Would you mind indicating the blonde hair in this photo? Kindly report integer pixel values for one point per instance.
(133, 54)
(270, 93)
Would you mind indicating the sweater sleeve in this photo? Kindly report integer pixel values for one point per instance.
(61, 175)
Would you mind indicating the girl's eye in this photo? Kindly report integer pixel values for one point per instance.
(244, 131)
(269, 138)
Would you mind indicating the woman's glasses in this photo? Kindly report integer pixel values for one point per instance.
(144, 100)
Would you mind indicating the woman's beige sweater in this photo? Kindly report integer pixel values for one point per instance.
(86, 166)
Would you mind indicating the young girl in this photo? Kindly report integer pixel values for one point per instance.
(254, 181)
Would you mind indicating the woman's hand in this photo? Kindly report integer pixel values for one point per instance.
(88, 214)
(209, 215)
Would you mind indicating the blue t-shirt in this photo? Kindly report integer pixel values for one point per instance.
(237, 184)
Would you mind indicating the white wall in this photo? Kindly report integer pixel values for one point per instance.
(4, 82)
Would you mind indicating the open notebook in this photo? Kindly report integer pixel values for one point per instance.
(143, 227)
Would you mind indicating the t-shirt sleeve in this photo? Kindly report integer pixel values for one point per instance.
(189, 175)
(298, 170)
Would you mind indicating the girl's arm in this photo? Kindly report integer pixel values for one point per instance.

______

What this task involves: Please update the listing above by changing every "pixel values" to "pixel coordinates", and write the whole listing out again with nothing else altered.

The response:
Would you mind indicating the blonde hair in this photo? Kindly report integer pixel coordinates for one point per instance.
(133, 54)
(270, 93)
Would you mind indicating the sweater sleeve in this photo? Kindly report integer pixel coordinates for one point per instance.
(61, 175)
Would you mind indicating the girl's eye in this photo? Kindly report integer pixel coordinates for one point per instance.
(244, 131)
(269, 138)
Would you mind indicating the woman's glasses in this photo? Kindly report integer pixel coordinates for one point per instance.
(144, 100)
Would you mind indicating the woman's beige sweater in this photo? Kindly report integer pixel coordinates for one point per instance.
(86, 166)
Would you mind indicating the young girl in this photo? Kindly report integer pixel coordinates for one point per instance.
(254, 181)
Would you mind indicating the woman's hand in this photo? Kindly report integer pixel coordinates for one point per instance.
(88, 214)
(209, 215)
Would you mind indicating the blue t-shirt in this photo? Kindly report integer pixel coordinates for one point per instance.
(237, 184)
Would you mind indicating the white wall in this photo? Kindly report integer pixel coordinates for one point per instance.
(4, 82)
Would you mind indicating the open notebook in this photo? Kindly report integer pixel coordinates for one point per instance.
(143, 227)
Would you mind indicating the t-shirt sleeve in this photo? Kindly report integer pixel coordinates for one point per instance.
(189, 175)
(298, 170)
Would you mind indicating the girl's arm in this photo? Kindly report integer pixel coordinates for one point per instance.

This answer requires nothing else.